| Testo |
******
# andare a + verbo in infinito



## francisgranada

Ciao e buona sera a tutti,

La mia domanda è, se sia corretto usare il verbo _andare _per indicare un _futuro prossimo_ o per esprimere _l'intenzione di far qualcosa _(incluso i casi quando di fatto non bisogna "spostarsi" fisicamente).

Contesto/Esempi:

Domani vado a comprar un libro
Domani vado ad alzarmi presto
Ora vado a dirti che non mi sento bene
Adesso vado a leggere un libro  _(senza allontanarmi dal mio posto...)_
Vado a cantarvi una bella canzone   _(rimango seduto, non vado ad alcuna parte...) _
Andiamo a vedere cosa c'è scritto nel dizionario  _(senza far un passo ...)

_Grazie in anticipo_.
_


----------



## ElFrikiChino

francisgranada said:


> Ciao e buona sera a tutti,
> 
> La mia domanda è, se sia corretto usare il verbo _andare _per indicare un _futuro prossimo_ o per esprimere _l'intenzione di far qualcosa _(incluso i casi quando di fatto non bisogna "spostarsi" fisicamente).
> 
> Contesto/Esempi:
> 
> Domani vado a comprar un libro  ma è un presente con valore di futuro, e andare significa andare, non perde il suo significato per indicare solo un'azione futura.
> Domani vado ad alzarmi presto
> Ora vado a dirti che non mi sento bene
> Adesso vado a leggere un libro  _(senza allontanarmi dal mio posto...)_  lo puoi dire, ma significa che ti alzi, prendi un libro e lo leggi.
> Vado a cantarvi una bella canzone   _(rimango seduto, non vado ad alcuna parte...) _
> Andiamo a vedere cosa c'è scritto nel dizionario  _(senza far un passo ...)
> 
> _Grazie in anticipo_.
> _



Però non so la regola che ammette l'uso di andare in senso di futuro nell'ultima frase. Pensandoci un attimo ti dico però che "andare a vedere" è una costruzione piuttosto usata e spesso ha valore di futuro, ma non sempre.


----------



## infinite sadness

francisgranada said:


> Ciao e buona sera a tutti,
> 
> La mia domanda è, se sia corretto usare il verbo _andare _per indicare un _futuro prossimo_ o per esprimere _l'intenzione di far qualcosa _(incluso i casi quando di fatto non bisogna "spostarsi" fisicamente).
> 
> Contesto/Esempi:
> 
> Domani vado a comprar un libro
> Domani vado ad alzarmi presto
> Ora vado vengo a dirti che non mi sento bene
> Adesso vado a leggere un libro  _(senza allontanarmi dal mio posto...)_
> Vado a cantarvi una bella canzone   _(rimango seduto, non vado ad alcuna parte...) _
> Andiamo a vedere cosa c'è scritto nel dizionario  _(senza far un passo ...)
> 
> _Grazie in anticipo_.
> _


----------



## olaszinho

Ciao Francis
Tutte le frasi sono scorrette, però due o tre di esse possono avere un senso compiuto in italiano, se si sottintende uno spostamento fisico. Domani vado a comprare un libro: uscirò ed andrò in un negozio. In italiano non esiste il verbo andare + infinito come in spagnolo, portoghese o francese. Per indicare un'azione imminente puoi usare il presente semplice, o la perifrasi stare per + infinito o il futuro semplice.
******
| Istruzioni |
• a. Per favore, ricopia dalla discussione il brano che parte da "Però non so" e arriva fino a "ma non sempre.".
• b. Stabilisci se le affermazioni (i), (ii) e (iii) concordano con la discussione. Per ciascuna rispondi sì o no e cita tra virgolette le parole decisive. (i) Secondo olaszinho, in italiano manca una costruzione andare + infinito come quella dello spagnolo, del portoghese o del francese. (ii) ElFrikiChino dice di conoscere la regola che consente di usare andare con senso di futuro nell'ultima frase. (iii) Olaszinho giudica corrette tutte le frasi proposte.
Le voci non hanno alcun legame con la discussione.
******
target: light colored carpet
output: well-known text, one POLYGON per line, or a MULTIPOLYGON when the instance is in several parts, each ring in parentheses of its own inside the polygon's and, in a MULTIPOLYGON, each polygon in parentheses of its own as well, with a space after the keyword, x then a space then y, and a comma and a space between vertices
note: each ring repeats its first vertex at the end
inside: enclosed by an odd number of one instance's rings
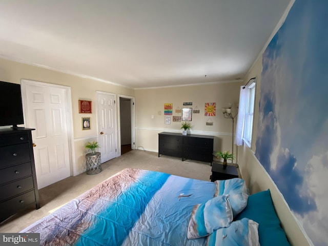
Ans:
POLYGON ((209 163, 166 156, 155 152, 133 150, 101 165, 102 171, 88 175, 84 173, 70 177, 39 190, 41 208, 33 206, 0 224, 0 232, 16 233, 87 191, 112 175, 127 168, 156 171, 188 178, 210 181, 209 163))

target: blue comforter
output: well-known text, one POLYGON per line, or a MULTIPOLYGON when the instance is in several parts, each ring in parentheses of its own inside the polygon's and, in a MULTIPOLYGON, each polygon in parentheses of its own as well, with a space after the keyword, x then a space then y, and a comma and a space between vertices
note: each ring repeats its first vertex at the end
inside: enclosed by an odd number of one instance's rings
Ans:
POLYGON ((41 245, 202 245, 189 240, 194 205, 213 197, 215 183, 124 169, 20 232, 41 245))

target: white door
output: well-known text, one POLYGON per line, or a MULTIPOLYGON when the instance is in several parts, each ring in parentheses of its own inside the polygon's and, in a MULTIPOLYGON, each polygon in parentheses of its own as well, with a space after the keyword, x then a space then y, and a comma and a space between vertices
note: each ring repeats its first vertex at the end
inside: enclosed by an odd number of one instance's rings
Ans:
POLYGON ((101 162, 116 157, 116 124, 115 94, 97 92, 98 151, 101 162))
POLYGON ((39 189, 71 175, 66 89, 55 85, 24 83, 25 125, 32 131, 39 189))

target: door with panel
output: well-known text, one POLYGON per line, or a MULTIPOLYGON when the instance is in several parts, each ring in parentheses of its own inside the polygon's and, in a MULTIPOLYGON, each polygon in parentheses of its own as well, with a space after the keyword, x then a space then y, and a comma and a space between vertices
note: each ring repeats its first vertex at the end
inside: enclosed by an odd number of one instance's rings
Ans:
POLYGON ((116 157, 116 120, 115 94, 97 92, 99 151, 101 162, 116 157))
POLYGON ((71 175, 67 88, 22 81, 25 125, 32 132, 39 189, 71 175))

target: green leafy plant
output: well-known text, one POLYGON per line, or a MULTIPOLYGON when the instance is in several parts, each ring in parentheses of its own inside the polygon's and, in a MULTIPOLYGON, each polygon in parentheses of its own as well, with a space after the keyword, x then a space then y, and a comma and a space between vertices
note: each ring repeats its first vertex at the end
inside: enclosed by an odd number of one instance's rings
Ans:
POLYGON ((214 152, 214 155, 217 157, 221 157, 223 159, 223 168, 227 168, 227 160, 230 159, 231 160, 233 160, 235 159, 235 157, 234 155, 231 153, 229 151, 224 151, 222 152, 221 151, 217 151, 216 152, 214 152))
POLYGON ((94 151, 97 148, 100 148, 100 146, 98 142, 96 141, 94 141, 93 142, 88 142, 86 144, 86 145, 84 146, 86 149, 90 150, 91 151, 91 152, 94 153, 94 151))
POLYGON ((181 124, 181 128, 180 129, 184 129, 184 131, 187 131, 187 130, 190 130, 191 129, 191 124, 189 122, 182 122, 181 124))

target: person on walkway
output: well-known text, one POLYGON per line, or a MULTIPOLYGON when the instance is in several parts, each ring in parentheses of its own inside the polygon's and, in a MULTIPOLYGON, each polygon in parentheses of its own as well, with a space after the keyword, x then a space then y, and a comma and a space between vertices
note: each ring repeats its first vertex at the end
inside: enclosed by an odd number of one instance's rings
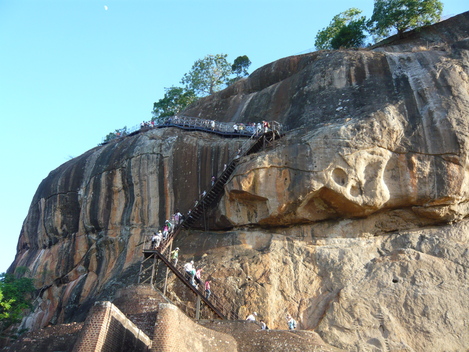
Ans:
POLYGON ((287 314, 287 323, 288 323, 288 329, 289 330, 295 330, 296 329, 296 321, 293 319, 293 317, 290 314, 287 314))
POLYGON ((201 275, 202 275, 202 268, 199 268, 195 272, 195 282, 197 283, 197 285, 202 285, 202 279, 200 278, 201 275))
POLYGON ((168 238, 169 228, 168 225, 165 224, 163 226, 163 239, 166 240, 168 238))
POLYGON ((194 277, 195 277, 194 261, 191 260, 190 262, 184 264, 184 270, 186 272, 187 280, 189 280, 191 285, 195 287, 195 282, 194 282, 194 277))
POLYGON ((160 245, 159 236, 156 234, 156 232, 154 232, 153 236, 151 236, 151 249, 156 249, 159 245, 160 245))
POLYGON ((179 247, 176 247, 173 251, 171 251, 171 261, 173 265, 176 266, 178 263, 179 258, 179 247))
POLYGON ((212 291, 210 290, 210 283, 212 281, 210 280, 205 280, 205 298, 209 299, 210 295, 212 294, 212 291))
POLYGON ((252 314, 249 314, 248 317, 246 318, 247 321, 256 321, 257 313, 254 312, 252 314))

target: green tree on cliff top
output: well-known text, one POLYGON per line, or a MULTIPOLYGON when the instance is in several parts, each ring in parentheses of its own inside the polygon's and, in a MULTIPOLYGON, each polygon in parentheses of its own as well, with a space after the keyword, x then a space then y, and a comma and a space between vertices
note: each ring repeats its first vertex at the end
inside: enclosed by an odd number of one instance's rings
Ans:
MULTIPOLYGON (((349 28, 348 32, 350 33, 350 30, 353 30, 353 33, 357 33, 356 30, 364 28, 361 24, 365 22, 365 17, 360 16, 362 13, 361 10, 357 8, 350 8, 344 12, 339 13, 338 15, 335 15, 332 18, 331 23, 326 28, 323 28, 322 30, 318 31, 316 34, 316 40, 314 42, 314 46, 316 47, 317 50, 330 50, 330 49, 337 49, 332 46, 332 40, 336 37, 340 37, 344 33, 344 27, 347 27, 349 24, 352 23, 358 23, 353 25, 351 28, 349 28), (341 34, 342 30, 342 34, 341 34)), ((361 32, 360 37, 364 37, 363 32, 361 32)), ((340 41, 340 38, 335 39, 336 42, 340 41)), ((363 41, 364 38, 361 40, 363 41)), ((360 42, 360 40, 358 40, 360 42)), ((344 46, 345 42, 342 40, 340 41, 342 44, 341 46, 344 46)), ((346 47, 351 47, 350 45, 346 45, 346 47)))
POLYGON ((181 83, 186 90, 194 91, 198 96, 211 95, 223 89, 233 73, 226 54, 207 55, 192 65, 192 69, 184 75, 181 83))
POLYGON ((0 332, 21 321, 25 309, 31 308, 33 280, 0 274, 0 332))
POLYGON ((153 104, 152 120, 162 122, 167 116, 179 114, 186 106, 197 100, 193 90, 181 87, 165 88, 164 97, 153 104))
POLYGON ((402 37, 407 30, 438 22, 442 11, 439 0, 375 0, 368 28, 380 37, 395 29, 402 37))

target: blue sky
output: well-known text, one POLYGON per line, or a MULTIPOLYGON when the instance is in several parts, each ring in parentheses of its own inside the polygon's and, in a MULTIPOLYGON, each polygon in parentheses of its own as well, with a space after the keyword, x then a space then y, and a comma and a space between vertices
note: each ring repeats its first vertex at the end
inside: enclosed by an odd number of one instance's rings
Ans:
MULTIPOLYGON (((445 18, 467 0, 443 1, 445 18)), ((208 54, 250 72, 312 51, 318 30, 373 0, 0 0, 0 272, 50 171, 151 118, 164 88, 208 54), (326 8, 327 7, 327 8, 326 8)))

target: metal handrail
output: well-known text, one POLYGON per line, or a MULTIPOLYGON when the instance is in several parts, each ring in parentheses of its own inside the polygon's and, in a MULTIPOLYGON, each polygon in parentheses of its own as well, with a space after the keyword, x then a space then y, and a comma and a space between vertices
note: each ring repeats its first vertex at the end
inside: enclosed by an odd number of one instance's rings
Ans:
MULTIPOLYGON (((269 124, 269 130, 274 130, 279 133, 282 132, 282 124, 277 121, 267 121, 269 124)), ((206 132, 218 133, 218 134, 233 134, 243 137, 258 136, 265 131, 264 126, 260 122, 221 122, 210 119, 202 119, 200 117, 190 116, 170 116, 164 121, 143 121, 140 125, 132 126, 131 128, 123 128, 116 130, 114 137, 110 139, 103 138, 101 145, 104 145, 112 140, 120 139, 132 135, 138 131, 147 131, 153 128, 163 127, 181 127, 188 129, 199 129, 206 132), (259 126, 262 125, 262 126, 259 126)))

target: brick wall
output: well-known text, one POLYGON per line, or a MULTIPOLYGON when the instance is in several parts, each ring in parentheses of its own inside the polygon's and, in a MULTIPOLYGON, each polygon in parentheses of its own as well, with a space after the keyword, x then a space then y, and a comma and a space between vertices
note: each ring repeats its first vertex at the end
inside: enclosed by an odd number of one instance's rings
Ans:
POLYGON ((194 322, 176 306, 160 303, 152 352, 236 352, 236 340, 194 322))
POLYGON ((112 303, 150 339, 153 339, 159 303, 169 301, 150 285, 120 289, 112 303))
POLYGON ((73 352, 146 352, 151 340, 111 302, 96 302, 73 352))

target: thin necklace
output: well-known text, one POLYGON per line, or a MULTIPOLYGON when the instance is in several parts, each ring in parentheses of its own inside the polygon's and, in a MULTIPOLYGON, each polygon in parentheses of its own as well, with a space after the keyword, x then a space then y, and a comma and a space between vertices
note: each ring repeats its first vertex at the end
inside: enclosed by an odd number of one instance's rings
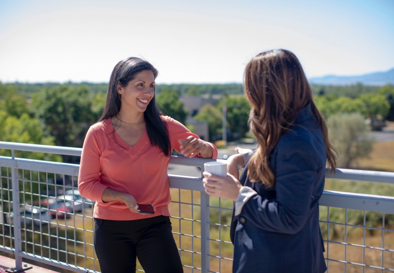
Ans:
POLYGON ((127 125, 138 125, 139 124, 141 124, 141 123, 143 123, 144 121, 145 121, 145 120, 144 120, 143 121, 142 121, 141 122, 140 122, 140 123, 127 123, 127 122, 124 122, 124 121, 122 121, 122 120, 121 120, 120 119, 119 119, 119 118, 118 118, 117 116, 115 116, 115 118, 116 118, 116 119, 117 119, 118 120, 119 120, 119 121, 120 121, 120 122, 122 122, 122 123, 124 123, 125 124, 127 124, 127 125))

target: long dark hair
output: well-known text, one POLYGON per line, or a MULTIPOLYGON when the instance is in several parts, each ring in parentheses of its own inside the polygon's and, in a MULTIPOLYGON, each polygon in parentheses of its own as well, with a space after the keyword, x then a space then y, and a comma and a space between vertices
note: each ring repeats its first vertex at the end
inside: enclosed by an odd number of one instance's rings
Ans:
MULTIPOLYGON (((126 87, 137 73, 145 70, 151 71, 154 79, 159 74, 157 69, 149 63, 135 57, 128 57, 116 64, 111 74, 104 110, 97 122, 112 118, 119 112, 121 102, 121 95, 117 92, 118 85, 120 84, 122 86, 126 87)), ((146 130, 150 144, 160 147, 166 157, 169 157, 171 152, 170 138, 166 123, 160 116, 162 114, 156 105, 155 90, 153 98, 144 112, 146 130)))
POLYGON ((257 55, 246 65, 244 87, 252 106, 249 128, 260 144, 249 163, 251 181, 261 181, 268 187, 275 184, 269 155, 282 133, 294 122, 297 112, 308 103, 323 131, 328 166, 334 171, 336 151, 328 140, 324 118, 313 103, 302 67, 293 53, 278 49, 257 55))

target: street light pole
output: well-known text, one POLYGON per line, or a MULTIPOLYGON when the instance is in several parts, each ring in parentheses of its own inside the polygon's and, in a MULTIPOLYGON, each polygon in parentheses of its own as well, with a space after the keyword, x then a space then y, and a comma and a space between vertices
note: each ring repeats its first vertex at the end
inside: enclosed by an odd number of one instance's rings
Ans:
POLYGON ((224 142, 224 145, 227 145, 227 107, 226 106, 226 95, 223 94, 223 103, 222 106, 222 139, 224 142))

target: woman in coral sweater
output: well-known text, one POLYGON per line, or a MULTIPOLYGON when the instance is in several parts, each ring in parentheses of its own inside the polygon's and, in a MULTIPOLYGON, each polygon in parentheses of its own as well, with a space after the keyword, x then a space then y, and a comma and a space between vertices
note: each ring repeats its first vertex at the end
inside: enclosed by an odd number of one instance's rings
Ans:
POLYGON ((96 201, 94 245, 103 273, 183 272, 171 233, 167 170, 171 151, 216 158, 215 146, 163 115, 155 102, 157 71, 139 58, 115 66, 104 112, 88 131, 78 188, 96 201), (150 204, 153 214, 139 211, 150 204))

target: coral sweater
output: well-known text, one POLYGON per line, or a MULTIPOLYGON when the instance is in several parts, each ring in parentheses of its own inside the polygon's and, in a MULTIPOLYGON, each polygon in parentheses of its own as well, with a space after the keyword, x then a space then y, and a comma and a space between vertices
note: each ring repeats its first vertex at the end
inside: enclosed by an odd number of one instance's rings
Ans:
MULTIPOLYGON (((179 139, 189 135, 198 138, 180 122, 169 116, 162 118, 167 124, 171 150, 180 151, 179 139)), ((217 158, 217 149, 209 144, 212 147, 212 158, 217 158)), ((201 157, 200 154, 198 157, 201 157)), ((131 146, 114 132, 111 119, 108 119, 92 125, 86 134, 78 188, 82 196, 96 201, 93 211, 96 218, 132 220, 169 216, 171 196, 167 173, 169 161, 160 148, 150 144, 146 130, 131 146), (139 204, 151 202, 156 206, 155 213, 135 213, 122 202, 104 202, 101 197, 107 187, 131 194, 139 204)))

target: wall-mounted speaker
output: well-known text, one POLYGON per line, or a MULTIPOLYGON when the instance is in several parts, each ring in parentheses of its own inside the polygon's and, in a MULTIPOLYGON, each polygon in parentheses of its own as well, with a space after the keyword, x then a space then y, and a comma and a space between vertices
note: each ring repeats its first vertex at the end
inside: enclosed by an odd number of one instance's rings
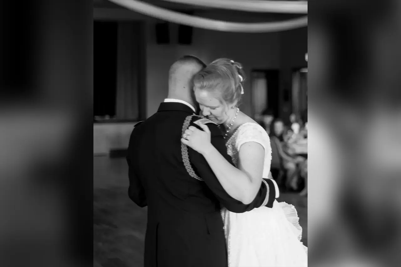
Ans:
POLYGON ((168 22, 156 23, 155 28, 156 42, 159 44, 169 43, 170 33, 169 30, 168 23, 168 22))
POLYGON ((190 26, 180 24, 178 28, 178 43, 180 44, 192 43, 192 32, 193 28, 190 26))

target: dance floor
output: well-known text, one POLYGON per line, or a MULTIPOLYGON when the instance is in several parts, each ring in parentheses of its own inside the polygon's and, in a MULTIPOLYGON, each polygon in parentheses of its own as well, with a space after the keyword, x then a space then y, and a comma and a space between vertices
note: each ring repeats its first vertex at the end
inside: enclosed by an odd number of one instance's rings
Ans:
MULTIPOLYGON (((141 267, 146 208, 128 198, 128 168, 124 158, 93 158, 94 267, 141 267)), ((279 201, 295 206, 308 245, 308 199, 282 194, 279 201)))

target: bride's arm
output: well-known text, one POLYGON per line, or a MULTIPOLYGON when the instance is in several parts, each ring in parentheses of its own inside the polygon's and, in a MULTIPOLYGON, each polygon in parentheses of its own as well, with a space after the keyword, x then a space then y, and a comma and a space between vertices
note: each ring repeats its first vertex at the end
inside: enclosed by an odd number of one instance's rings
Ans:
******
| Risposte scritte |
• a.
Però non so la regola che ammette l'uso di andare in senso di futuro nell'ultima frase. Pensandoci un attimo ti dico però che "andare a vedere" è una costruzione piuttosto usata e spesso ha valore di futuro, ma non sempre.

• b.
(i) Sì: "In italiano non esiste il verbo andare + infinito come in spagnolo, portoghese o francese."
(ii) No: "Però non so la regola che ammette l'uso di andare in senso di futuro nell'ultima frase."
(iii) No: "Tutte le frasi sono scorrette"